──────── Selected text ────────
If the remaining number of spawnable holos is ever 0 (e.g. less than 1), then we cannot add a holo, and therefore we cannot finish spawning the model.

Holo creation

        holoCreate(LastHolo, E:toWorld(Pos), Scale, E:toWorld(Angles))
        holoModel(LastHolo, Model)
        holoMaterial(LastHolo, Material)
        holoColor(LastHolo, vec(Colour), Colour:w())

Here, we create the holo and apply its characteristics. Notice the usage of E:toWorld. The holos are spawned local to E (the E2 chip). This means that the model will spawn at the same angles as the E2 chip - useful for a range of purposes.

Parenting

        if (Parent > 0) {holoParent(LastHolo, Parent)}
        else {holoParent(LastHolo, E)}

In this segment we figure out how to parent the holo. If you didn't define a parent for the holo inside Holopad, the holo becomes parented to the E2 chip - allowing you to move the holo model around with the E2 chip. You can modify this segment in many ways to produce different behaviour. If you want your holo model to stay still after spawning, remove the else line. If you want to parent all of your holos to a single holo so you can use holoPos to move the entire model, replace the segment with this one;

# Place this in the E2 definitions;
@persist BASEHOLO

# Place this line at the top of the first() block;
BASEHOLO = <any holo number>

        if (Parent > 0) {holoParent(LastHolo, Parent)}
        elseif (LastHolo != BASEHOLO) {holoParent(LastHolo, BASEHOLO)}

Clipping Planes

        local Key = LastHolo + "_"
        local I=1
        while (Clips:exists(Key + I))
        {
            holoClipEnabled(LastHolo, 1)
            local ClipArr = Clips[Key+I, array]
            holoClip(LastHolo, I, holoEntity(LastHolo):toLocal(E:toWorld(ClipArr[1, vector])), holoEntity(LastHolo):toLocalAxis(E:toWorldAxis(ClipArr[2, vector])), 0)
──────── Data section ────────
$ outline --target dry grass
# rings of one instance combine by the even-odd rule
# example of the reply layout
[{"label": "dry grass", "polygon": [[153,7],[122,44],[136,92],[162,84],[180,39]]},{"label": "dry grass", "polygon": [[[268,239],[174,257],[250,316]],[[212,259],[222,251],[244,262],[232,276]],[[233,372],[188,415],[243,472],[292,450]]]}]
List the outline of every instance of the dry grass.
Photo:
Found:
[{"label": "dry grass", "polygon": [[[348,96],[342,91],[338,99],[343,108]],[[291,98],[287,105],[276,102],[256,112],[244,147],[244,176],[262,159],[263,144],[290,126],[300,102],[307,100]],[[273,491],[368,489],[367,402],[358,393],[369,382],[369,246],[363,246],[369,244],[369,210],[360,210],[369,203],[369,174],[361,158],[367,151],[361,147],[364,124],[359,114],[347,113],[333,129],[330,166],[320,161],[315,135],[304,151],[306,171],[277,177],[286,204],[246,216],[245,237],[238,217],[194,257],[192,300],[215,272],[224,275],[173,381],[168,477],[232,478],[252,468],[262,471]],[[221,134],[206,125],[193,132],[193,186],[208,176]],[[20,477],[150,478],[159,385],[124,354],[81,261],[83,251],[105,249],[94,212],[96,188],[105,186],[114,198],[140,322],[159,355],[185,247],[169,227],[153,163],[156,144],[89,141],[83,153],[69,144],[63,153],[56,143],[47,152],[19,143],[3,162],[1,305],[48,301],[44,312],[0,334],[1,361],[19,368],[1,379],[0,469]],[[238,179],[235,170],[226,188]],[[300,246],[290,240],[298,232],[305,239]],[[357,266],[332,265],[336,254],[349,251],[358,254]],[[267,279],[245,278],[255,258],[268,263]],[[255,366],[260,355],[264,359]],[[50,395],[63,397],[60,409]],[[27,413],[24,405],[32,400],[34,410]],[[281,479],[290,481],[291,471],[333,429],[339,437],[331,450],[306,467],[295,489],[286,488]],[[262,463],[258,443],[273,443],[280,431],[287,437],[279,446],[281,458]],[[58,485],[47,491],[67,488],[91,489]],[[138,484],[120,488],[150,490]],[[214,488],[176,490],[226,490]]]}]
────────
(Problems):
[A] Answer these questions from the holo code walkthrough, one per line:
(i) What happens when the remaining number of spawnable holos is 0?
(ii) If no parent was defined for a holo inside Holopad, what does the holo get parented to?
(iii) Which line should be removed to keep the holo model still after spawning?
[B] Summarize the holo code walkthrough in two sentences.
[C] Pick up the holo code walkthrough at the point where it stops and continue it.

(Answers provided):
[A]
(i) A holo cannot be added, so the model cannot finish spawning.
(ii) The E2 chip.
(iii) The else line.

[B] Each holo is created and given its characteristics, and because the holos are spawned local to the E2 chip, the model spawns at the same angles as the chip. A holo is parented to its defined parent or, without one, to the E2 chip, and this segment can be changed: removing the else line keeps the model still, and a replacement segment parents all holos to a single holo so holoPos can move the entire model.

[C]
            I++
        }

        return LastHolo

In the Hologram definitions (see below), we create clip plane definitions. Clip planes are stored by a string index of the format "_". In the segment above, we use this fact along with a loop to discover all of the clip planes that belong to the holo (if any exist), and then apply the clipping planes to the holo.

After we've applied the clipping planes, the holo is fully created. We can return the Holo's index and then exit the function.

Chunk 2: Hologram Definitions

Notice the addHolo function header;

function number addHolo(Pos:vector, Scale:vector, Colour:vector4, Angles:angle, Model:string, Material:string, Parent:number)

This header defines the order in which the holo information appears in the holo definitions. Positon first, then Scale second, Colour third... The holo index is the same as the holo's array index.

Therefore, the holo definitions follow this form;

#[ <Holo's name> ]#    Holos[<Holo index>, array] = array(Position, Scale, Colour, Angles, Model, Material, Parent)

Notice that the colour is stored as a 4-dimensional vector. The XYZW elements translate to RGBA respectively. Model can be a holo model name or, if holoModelAny is installed, it may be a full model path. Parent may be any number in the holo indices, or 0 to represent "no parent".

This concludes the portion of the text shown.